Supplied text ::
--*--

June 15, 2022. The day the Kemper Profiler patent expires.

I just don't like the profiling concept.
When I first heard about the Kemper I thought it was great. But why create a profile of a single sound from an amp, when you can model the whole thing with all controls? Also I don't want to rely on buying extra profiles from amps, which I don't own. And it seems that a lot of them aren't just that good (not saying here that the Kemper can't sound good).
A lot of people are happy with that concept and that's good.

But I'm also sceptical about all that 'but my Marshall sounds sooo special and I can only recreate it with a profile/capture' stuff ... does it? Really? My guess is in 99% of the time that's just some emotional stuff. If your amp isn't available as a model that's something different.
 
It's not bitterness. You're incorrectly assigning that emotion to Fractal-centric people on the Fractal forum. We Fractalites prefer the sound of FAS stuff to what we accept as inferior modeling approaches. That's all.

That is bizarre. I am a very happy Fractal owner, and absolutely love my FM3. I also own a Kemper Power Rack and think it is an equally brilliant device, which achieves sonically and dynamically authentic replications of guitar amplifiers, cabinets, etc., albeit using a different paradigm.

I guess I prefer being a serious user of the Fractal system, in order to create, enjoy and perform music. The same applies with my Kemper.

In reading your fanatical posts, here, on this topic…, I shall consider myself most fortunate indeed, not to be part of your “Fractalite” cult.
Fractal is an amazing tool and musical solution. Kemper is amazing tool and musical solution.
 
its weak because you have no proof even a slight minority of these players, pro players, who can play what they want, who are guitarists who care about their sound, and who depend a lot more on their sound than $1800 bucks to survive and make a living. Prove to me someone would rather sound like crap and go out and promote something that would destroy their career.
Amen !
This argument that you see them playing with this gear, cause they have it free, is very weak .

If you gave me a QC or whatever for free, I won’t play with it if it suck … Do some guys things that musicians got no tastes ? We are not all prostitutes
 
Last edited:
Amen !
This argument that you see them playing with this gear, cause they have it free, is very weak .

If you gave me a QC or whatever for free, I won’t play with it if it suck … Do some guys things that musicians got no tastes ? We are not all prostitutes
You'll play it if you're contractually obligated to do so.
 
You'll play it if you're contractually obligated to do so.
Sure ! But it’s the musician choice too . As the previous forum member said, you don’t want to sound bad because a company gives you something free . Or I am different don’t know .
When I saw muse, rammstein, even punk bands like bad religion, exploited … I saw this kemper everywhere 🤦🤔. I owned 2 myself . The product it’s ok , but I prefer more the axe sound wise, and I still don’t understand why the bands don’t use it more . Just because that’s not free for them ? Or maybe too complicated ? Muse cannot spend 2000 for an axe ? Can’t believe it .
Don’t know .
But I think that the profiling in the kemper is not perfect, it’s sound too much digital and I believe that fractal can do this function better .

--*--

Excerpted records ::
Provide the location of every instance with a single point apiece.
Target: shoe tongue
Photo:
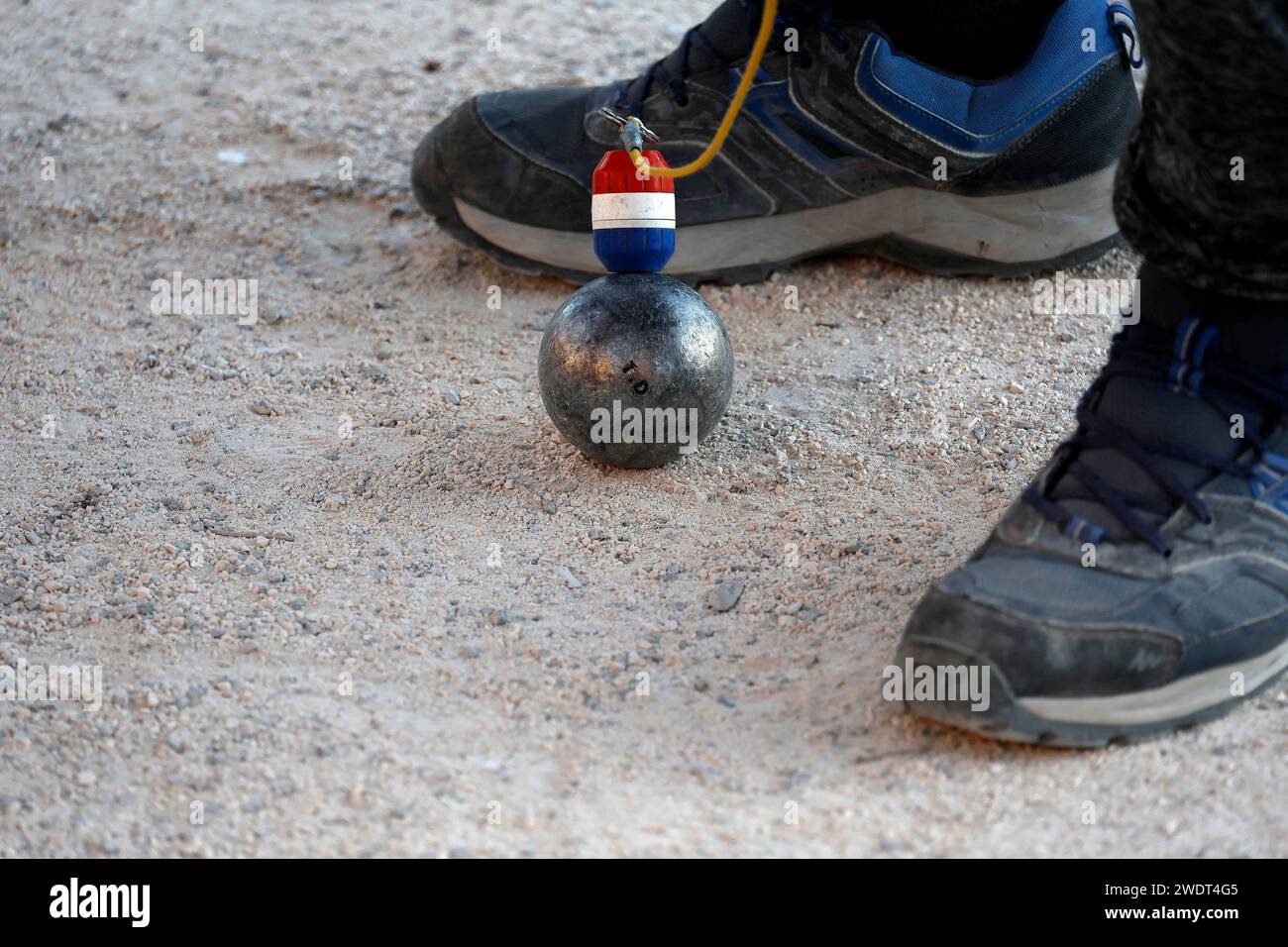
(1155, 414)
(728, 30)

--*--

What is required :: Reproduce the Kemper forum thread verbatim, starting at "I guess I prefer" and ending at "destroy their career.".

Exercise solution ::
I guess I prefer being a serious user of the Fractal system, in order to create, enjoy and perform music. The same applies with my Kemper.

In reading your fanatical posts, here, on this topic…, I shall consider myself most fortunate indeed, not to be part of your “Fractalite” cult.
Fractal is an amazing tool and musical solution. Kemper is amazing tool and musical solution.
 
its weak because you have no proof even a slight minority of these players, pro players, who can play what they want, who are guitarists who care about their sound, and who depend a lot more on their sound than $1800 bucks to survive and make a living. Prove to me someone would rather sound like crap and go out and promote something that would destroy their career.